-- GOALS --
- 1) According to the python-docx tutorial, which Python versions does the library work with?
- 2) Write out the portion of the python-docx tutorial that opens with the words containing "Loading a Document" and closes with "to the constructor.", keeping every character unchanged.
- 3) Render this sentence from the python-docx tutorial in Spanish: "This command downloads and installs the latest version."

-- PAGE --
Last modified: Nov 08, 2025 By Alexander Williams

Python-docx Tutorial: Read Parse docx Content

Working with Word documents is common in business and data processing. Python's python-docx library makes it easy to read and parse docx files programmatically. This tutorial covers everything you need to know.

You will learn to extract text, tables, paragraphs, and formatting from Word documents. This skill is valuable for data extraction, document analysis, and automation tasks.

Installing python-docx Library

First, you need to install the python-docx library. Use pip, Python's package manager. The installation is straightforward and quick.


pip install python-docx

This command downloads and installs the latest version. The library works with Python 3.6 and higher. It supports both reading and creating Word documents.

Loading a Document

To start working with a Word document, you need to load it. Use the Document class from the python-docx module. Pass the file path to the constructor.


from docx import Document

# Load an existing document
doc = Document('example.docx')

-- DATASET EXTRACT --
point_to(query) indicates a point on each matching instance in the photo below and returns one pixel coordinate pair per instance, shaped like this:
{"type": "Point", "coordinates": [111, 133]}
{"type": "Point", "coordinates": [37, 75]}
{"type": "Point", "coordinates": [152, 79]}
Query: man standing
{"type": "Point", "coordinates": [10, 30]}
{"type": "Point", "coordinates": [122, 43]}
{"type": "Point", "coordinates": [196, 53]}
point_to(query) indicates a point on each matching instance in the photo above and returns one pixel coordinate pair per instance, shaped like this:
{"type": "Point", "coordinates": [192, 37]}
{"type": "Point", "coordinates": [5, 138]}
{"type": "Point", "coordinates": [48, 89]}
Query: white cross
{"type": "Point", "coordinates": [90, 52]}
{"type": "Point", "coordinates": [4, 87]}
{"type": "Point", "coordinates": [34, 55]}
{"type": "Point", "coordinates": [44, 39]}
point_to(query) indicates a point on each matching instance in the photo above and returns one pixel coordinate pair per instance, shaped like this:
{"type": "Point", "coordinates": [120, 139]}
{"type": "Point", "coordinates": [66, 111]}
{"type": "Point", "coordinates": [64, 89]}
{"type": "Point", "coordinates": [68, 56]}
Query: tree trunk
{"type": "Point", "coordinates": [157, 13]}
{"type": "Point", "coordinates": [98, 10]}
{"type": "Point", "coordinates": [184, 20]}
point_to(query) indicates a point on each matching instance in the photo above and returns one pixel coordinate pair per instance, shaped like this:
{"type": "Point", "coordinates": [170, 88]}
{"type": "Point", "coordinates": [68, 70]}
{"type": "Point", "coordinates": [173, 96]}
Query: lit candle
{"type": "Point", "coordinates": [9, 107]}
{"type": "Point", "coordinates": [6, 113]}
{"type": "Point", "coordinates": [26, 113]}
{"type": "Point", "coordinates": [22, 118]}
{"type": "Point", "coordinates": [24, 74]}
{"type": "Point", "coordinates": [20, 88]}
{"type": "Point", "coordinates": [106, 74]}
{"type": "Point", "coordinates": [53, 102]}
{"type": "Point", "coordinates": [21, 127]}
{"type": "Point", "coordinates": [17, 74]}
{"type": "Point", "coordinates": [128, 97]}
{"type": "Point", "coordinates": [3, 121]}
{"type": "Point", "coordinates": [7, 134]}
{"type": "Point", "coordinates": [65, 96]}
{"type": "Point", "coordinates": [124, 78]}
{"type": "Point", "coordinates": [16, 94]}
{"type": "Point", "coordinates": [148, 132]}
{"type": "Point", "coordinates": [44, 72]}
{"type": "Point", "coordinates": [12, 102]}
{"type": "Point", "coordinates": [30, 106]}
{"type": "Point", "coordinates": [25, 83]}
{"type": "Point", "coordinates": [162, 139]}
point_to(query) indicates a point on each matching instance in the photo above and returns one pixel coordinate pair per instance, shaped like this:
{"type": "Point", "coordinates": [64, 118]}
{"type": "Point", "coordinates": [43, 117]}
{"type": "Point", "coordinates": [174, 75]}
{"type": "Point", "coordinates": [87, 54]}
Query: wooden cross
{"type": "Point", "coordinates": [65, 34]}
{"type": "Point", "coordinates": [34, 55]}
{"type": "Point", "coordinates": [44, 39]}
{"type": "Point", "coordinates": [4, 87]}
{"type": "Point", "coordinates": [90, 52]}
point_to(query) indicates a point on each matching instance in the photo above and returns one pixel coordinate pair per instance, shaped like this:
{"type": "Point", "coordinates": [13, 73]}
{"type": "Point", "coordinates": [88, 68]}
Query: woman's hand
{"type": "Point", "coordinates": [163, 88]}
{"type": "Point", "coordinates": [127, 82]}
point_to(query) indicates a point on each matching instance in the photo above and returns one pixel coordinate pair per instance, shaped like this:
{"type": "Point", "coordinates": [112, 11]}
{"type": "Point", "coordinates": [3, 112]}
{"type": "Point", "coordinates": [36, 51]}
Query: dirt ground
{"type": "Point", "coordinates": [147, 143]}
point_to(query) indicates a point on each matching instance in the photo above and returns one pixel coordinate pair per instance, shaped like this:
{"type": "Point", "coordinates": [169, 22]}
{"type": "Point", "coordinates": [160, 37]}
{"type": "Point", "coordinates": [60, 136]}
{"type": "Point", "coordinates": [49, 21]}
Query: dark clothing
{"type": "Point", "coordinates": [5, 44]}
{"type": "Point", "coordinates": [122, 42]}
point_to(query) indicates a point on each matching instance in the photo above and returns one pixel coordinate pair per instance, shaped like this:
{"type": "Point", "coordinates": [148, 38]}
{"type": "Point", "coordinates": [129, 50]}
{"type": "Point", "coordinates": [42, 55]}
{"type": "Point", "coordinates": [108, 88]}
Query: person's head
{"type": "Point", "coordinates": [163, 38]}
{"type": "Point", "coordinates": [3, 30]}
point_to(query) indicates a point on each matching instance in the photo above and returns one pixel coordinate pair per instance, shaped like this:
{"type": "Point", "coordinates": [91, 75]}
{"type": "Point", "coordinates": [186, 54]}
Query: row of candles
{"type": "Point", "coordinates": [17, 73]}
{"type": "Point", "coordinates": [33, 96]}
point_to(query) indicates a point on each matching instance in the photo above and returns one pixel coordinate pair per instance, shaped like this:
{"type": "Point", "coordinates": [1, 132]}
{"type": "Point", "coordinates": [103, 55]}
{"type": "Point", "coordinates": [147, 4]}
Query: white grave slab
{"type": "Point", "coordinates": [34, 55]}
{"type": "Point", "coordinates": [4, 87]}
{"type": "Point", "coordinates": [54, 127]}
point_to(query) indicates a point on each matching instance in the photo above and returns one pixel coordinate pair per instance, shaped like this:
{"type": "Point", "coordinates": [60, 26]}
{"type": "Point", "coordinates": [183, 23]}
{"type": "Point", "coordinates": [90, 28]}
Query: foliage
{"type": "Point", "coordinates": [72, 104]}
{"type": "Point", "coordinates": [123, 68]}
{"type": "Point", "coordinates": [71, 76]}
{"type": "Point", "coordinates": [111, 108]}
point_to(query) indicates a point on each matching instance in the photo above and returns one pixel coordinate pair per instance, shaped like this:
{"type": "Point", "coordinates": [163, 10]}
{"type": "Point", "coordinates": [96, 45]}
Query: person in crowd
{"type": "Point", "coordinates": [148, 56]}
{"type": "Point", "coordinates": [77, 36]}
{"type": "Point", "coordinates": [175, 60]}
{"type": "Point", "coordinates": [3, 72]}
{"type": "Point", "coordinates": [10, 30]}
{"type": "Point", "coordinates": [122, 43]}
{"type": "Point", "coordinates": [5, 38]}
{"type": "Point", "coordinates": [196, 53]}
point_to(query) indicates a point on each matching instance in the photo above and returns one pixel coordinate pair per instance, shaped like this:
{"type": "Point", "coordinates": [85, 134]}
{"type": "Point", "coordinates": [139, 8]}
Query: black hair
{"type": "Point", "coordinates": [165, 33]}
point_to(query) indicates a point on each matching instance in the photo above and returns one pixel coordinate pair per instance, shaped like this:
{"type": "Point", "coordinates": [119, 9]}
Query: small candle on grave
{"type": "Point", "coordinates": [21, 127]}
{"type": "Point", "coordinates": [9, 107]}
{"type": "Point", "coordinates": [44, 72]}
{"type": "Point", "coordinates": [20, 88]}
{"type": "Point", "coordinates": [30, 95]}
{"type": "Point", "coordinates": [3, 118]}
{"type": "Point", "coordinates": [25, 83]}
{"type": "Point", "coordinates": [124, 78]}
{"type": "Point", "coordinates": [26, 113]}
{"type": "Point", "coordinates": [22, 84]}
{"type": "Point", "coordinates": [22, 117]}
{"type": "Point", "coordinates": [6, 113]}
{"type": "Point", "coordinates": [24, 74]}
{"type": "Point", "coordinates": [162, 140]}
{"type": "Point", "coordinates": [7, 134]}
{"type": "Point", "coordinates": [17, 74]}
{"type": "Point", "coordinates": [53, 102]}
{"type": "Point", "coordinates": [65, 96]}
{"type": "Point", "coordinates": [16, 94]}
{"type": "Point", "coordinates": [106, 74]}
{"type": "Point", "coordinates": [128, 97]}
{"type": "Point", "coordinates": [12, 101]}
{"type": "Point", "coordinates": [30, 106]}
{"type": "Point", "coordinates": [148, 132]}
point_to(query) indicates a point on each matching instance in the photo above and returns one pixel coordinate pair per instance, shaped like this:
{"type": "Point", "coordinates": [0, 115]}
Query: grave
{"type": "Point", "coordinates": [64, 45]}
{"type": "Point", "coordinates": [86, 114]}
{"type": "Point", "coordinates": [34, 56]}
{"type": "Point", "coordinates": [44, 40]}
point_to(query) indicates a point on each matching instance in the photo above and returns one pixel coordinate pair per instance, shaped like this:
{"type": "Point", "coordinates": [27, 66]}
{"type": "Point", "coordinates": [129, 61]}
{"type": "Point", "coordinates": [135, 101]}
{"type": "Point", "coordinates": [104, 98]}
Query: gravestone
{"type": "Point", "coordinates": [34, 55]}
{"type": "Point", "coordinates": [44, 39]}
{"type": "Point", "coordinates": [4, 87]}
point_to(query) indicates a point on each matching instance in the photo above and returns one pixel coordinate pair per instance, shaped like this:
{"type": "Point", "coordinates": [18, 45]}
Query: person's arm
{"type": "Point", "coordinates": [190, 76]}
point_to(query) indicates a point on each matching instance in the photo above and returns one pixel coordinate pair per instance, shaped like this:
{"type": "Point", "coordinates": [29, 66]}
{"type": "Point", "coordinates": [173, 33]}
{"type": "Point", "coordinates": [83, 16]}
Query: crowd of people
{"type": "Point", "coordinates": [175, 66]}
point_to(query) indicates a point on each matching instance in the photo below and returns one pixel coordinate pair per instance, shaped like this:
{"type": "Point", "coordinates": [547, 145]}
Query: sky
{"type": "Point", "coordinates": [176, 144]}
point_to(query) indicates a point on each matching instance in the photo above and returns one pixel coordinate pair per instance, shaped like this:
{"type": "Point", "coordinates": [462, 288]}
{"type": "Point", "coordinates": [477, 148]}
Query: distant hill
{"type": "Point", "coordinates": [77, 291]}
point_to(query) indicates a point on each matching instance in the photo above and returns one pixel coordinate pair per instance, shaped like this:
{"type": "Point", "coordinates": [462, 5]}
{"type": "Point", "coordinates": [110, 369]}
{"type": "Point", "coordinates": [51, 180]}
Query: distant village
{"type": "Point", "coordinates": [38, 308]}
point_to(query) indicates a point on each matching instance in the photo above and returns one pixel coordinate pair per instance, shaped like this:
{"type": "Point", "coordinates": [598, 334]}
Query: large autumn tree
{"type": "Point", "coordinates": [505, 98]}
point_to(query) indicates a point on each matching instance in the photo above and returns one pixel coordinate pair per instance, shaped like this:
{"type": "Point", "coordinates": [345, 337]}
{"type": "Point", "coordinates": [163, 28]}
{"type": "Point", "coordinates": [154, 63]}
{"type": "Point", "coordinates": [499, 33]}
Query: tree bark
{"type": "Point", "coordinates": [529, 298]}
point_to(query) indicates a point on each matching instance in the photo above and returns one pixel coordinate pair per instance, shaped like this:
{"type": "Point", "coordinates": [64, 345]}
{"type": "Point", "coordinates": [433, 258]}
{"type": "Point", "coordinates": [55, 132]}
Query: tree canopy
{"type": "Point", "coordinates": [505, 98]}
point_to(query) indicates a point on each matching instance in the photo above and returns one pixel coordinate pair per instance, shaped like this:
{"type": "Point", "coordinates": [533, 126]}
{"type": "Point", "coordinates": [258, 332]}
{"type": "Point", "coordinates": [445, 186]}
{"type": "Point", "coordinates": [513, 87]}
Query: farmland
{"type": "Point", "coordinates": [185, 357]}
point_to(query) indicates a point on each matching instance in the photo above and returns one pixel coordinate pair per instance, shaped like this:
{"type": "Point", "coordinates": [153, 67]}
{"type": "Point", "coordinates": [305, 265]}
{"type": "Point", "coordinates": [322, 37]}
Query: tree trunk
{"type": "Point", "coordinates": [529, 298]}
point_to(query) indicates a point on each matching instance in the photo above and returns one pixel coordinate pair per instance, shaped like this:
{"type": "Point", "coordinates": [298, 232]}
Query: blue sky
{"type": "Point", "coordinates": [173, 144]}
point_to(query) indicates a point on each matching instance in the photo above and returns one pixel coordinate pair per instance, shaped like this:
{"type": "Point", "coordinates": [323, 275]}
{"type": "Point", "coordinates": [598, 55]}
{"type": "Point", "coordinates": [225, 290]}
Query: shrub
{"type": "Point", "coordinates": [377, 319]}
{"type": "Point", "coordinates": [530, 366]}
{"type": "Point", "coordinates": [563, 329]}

-- WORKED SOLUTIONS --
- 1) Python 3.6 and higher.

- 2)
Loading a Document

To start working with a Word document, you need to load it. Use the Document class from the python-docx module. Pass the file path to the constructor.

- 3) Este comando descarga e instala la versión más reciente.